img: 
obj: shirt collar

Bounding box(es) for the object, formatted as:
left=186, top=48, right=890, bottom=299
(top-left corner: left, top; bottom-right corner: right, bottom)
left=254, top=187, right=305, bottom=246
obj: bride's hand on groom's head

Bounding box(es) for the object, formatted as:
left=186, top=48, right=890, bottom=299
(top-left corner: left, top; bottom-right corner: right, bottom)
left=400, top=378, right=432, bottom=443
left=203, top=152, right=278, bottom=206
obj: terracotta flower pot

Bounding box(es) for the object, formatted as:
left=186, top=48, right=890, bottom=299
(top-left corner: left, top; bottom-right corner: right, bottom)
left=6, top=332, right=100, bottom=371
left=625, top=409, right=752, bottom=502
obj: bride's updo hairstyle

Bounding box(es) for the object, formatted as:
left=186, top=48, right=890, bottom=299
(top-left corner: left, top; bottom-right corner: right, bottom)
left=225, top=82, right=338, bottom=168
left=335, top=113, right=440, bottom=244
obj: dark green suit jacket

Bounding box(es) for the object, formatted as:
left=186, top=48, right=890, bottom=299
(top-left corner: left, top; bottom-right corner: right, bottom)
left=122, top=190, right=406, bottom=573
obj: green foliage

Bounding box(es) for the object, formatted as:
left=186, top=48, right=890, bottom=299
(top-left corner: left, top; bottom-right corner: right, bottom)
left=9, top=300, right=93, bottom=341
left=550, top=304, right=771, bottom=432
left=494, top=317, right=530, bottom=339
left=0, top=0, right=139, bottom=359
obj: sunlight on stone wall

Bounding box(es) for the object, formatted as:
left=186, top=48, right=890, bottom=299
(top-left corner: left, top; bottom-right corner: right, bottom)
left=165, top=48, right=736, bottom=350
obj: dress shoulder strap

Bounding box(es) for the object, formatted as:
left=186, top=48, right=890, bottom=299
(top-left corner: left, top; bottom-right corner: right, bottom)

########################################

WHAT YOU NEED TO DO :: Give the lines above as a JSON list of strings, one string per line, with blank lines left out.

CORRECT RESULT ::
[
  "img: ",
  "obj: shirt collar",
  "Bounding box(es) for the object, formatted as:",
  "left=186, top=48, right=890, bottom=299",
  "(top-left corner: left, top; bottom-right corner: right, bottom)",
  "left=254, top=187, right=305, bottom=246",
  "obj: bride's hand on groom's head",
  "Bounding box(es) for the object, formatted as:",
  "left=186, top=48, right=890, bottom=299",
  "(top-left corner: left, top; bottom-right corner: right, bottom)",
  "left=400, top=378, right=432, bottom=443",
  "left=203, top=152, right=278, bottom=206",
  "obj: terracotta flower pot",
  "Bounding box(es) for the object, formatted as:",
  "left=186, top=48, right=890, bottom=299",
  "(top-left corner: left, top; bottom-right corner: right, bottom)",
  "left=6, top=332, right=100, bottom=371",
  "left=625, top=409, right=752, bottom=502",
  "obj: bride's updo hairstyle",
  "Bounding box(es) for the object, formatted as:",
  "left=186, top=48, right=890, bottom=299",
  "(top-left corner: left, top; bottom-right corner: right, bottom)",
  "left=225, top=82, right=338, bottom=168",
  "left=335, top=113, right=440, bottom=244",
  "obj: dark green suit jacket",
  "Bounding box(es) for the object, formatted as:",
  "left=186, top=48, right=890, bottom=299",
  "(top-left corner: left, top; bottom-right corner: right, bottom)",
  "left=122, top=190, right=406, bottom=573",
  "obj: green foliage",
  "Bounding box(es) for the object, formatted as:",
  "left=186, top=48, right=890, bottom=299",
  "(top-left corner: left, top; bottom-right corner: right, bottom)",
  "left=9, top=300, right=93, bottom=341",
  "left=550, top=304, right=771, bottom=432",
  "left=494, top=317, right=530, bottom=339",
  "left=0, top=0, right=139, bottom=359",
  "obj: sunlight on stone wall",
  "Bounding box(es) for the object, formatted as:",
  "left=186, top=48, right=890, bottom=299",
  "(top-left corner: left, top; bottom-right corner: right, bottom)",
  "left=165, top=48, right=736, bottom=350",
  "obj: dress shoulder strap",
  "Bounding box(es) for the object, formatted as:",
  "left=186, top=48, right=890, bottom=299",
  "(top-left corner: left, top; bottom-right corner: right, bottom)"
]